Instruction: Find every line in the listing below that contains the word "green" and copy each one out in full.

::::::

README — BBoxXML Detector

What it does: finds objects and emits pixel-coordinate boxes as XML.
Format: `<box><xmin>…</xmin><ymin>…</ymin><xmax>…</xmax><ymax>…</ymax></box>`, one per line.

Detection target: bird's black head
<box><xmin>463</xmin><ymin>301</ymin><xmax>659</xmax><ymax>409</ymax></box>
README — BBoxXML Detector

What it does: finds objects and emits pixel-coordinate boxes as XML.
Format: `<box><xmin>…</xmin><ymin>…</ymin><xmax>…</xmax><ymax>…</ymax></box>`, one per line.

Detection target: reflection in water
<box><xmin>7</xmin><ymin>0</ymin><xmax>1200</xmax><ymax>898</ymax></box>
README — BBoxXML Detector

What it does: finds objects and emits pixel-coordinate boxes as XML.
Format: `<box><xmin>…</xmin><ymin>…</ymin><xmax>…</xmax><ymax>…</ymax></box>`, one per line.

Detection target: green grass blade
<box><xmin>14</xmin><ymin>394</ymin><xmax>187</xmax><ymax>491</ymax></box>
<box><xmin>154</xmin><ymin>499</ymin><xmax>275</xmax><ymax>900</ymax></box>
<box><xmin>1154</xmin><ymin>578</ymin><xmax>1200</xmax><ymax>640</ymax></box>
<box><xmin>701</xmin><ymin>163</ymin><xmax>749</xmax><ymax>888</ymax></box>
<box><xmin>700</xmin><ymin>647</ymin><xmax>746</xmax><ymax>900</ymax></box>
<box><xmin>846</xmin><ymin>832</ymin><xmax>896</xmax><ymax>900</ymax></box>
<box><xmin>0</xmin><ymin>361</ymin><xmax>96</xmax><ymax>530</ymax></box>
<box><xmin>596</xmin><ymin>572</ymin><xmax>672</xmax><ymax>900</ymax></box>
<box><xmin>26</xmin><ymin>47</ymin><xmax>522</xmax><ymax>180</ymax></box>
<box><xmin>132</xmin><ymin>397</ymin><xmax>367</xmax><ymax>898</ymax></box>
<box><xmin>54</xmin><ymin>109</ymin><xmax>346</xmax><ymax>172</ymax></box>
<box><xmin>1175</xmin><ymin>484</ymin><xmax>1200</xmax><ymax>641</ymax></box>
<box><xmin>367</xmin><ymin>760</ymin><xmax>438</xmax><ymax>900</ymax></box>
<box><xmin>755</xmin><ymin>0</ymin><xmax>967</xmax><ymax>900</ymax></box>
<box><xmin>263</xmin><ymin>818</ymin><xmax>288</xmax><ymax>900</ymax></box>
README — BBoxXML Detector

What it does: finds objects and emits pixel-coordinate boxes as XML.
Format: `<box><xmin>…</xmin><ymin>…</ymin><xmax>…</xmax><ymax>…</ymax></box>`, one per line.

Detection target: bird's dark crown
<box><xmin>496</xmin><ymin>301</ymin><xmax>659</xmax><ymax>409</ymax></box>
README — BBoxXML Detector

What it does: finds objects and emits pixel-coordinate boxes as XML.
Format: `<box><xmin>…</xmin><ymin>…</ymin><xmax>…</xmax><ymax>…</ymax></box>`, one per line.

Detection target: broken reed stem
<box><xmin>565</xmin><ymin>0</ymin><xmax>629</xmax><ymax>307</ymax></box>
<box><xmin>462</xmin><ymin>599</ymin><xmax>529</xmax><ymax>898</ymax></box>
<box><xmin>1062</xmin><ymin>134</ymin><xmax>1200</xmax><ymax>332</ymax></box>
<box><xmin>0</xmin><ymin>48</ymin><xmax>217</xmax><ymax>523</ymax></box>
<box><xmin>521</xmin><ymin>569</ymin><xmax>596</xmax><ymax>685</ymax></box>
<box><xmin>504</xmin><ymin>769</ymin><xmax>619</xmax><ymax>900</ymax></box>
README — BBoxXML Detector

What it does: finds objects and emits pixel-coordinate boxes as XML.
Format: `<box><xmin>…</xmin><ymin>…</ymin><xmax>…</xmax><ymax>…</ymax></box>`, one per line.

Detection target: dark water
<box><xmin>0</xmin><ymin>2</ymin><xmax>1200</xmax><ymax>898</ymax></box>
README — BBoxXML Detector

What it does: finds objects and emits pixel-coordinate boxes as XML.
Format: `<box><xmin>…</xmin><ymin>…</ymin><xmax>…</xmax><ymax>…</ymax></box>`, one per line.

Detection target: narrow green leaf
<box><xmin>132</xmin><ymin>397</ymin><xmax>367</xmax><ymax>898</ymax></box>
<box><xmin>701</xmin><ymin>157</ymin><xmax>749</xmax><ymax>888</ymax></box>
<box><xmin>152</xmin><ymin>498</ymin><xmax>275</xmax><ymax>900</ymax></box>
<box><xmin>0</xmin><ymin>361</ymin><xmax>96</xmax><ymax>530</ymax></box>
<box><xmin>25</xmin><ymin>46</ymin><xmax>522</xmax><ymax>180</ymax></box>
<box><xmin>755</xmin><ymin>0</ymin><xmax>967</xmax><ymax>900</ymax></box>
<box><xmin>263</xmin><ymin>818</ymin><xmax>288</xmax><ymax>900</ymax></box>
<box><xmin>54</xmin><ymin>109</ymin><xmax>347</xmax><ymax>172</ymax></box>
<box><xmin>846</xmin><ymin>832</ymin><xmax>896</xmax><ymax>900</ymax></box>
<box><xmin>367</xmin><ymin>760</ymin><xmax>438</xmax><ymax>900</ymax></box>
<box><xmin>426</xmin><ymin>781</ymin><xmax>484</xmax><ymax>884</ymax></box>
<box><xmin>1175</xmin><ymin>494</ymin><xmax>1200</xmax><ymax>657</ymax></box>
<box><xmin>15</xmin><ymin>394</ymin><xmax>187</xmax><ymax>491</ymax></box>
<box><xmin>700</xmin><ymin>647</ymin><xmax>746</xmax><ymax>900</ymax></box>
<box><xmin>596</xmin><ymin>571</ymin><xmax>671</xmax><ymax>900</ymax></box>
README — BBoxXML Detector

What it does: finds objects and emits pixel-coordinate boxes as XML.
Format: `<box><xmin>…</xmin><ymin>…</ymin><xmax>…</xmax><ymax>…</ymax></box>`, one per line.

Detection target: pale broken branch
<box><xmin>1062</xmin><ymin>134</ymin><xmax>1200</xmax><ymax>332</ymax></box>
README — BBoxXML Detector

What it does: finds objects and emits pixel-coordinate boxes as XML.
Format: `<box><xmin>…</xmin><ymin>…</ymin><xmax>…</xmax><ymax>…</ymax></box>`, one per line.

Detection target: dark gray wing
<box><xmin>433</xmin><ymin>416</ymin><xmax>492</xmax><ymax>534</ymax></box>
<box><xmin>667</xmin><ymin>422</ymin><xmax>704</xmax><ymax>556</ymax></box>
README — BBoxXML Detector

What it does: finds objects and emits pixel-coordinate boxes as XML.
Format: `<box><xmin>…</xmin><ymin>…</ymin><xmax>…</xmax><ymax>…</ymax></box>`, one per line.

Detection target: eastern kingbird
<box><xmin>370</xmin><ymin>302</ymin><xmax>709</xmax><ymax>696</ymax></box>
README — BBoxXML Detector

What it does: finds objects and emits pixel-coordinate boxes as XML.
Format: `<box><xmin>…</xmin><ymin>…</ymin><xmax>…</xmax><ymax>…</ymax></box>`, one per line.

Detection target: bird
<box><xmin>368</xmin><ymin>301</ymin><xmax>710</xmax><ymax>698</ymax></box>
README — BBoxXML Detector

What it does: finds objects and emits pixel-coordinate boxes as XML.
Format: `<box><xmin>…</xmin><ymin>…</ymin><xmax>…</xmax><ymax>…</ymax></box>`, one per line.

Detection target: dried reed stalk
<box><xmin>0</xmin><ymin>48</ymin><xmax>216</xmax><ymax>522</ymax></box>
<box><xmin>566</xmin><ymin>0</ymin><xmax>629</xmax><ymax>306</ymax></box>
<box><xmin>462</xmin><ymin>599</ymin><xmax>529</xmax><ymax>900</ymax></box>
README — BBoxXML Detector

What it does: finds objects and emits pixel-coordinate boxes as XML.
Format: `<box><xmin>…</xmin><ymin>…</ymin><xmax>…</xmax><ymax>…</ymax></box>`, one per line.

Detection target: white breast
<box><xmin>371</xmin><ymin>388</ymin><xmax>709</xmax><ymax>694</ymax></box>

::::::

In response:
Detection target: green grass blade
Detection target: narrow green leaf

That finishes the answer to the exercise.